Work to be completed:
Extract every line of the items below that contains the string "mask", matching case exactly.

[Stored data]
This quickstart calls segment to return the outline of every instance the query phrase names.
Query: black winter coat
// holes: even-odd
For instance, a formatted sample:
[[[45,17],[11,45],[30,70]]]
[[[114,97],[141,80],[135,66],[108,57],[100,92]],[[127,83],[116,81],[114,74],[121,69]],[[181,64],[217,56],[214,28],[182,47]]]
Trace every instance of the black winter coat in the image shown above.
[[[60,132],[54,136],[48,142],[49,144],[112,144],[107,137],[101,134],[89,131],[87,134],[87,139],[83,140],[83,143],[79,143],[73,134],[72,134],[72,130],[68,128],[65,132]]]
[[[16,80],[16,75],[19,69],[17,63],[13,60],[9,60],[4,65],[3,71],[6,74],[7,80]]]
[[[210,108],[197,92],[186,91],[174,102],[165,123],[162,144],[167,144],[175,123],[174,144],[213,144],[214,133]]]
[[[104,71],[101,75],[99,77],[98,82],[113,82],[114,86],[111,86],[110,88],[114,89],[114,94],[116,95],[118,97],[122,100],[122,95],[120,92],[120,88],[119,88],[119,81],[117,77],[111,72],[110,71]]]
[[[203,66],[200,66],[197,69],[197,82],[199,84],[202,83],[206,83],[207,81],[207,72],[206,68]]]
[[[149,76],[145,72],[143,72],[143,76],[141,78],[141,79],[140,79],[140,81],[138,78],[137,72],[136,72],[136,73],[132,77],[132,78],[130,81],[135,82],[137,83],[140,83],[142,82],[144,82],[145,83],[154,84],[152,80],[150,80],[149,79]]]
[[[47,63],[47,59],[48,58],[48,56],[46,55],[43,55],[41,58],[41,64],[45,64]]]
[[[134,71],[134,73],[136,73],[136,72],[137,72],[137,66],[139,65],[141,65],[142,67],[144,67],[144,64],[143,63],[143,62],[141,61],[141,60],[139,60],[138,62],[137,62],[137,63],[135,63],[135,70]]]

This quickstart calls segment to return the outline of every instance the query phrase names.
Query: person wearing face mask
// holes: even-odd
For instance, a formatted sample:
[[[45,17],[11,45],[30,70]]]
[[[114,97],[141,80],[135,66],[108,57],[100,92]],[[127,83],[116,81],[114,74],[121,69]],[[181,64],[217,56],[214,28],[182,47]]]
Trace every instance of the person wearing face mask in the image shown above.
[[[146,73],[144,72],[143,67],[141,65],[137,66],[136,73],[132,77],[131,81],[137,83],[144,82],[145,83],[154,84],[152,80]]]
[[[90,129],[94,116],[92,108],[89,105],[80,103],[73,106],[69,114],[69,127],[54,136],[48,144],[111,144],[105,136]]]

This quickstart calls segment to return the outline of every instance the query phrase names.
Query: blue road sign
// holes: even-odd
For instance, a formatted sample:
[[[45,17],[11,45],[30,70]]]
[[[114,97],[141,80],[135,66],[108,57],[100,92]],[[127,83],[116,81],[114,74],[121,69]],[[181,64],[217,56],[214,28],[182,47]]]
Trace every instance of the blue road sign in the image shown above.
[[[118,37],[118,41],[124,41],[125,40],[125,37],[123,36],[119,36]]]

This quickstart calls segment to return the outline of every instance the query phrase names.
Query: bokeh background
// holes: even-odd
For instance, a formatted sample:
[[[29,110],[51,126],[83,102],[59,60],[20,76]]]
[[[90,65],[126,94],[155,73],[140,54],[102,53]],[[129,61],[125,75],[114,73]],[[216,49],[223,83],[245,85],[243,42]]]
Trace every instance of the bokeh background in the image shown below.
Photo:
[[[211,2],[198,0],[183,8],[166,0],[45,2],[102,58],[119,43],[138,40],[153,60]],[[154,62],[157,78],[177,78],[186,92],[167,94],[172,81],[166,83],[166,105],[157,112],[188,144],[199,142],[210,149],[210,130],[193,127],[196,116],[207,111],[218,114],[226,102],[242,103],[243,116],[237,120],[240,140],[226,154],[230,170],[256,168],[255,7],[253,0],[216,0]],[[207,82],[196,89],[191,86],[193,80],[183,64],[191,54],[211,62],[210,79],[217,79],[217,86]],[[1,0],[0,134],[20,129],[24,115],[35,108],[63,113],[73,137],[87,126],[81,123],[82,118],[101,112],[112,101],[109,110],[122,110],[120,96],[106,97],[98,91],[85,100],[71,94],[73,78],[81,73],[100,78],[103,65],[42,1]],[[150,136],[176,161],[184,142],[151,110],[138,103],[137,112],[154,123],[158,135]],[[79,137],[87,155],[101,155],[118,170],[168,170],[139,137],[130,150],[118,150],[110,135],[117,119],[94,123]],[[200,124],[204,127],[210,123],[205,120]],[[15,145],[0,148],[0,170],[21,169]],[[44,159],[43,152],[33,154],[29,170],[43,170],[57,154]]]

Output for this exercise:
Query: person wearing face mask
Trace every instance of the person wearing face mask in the image shown above.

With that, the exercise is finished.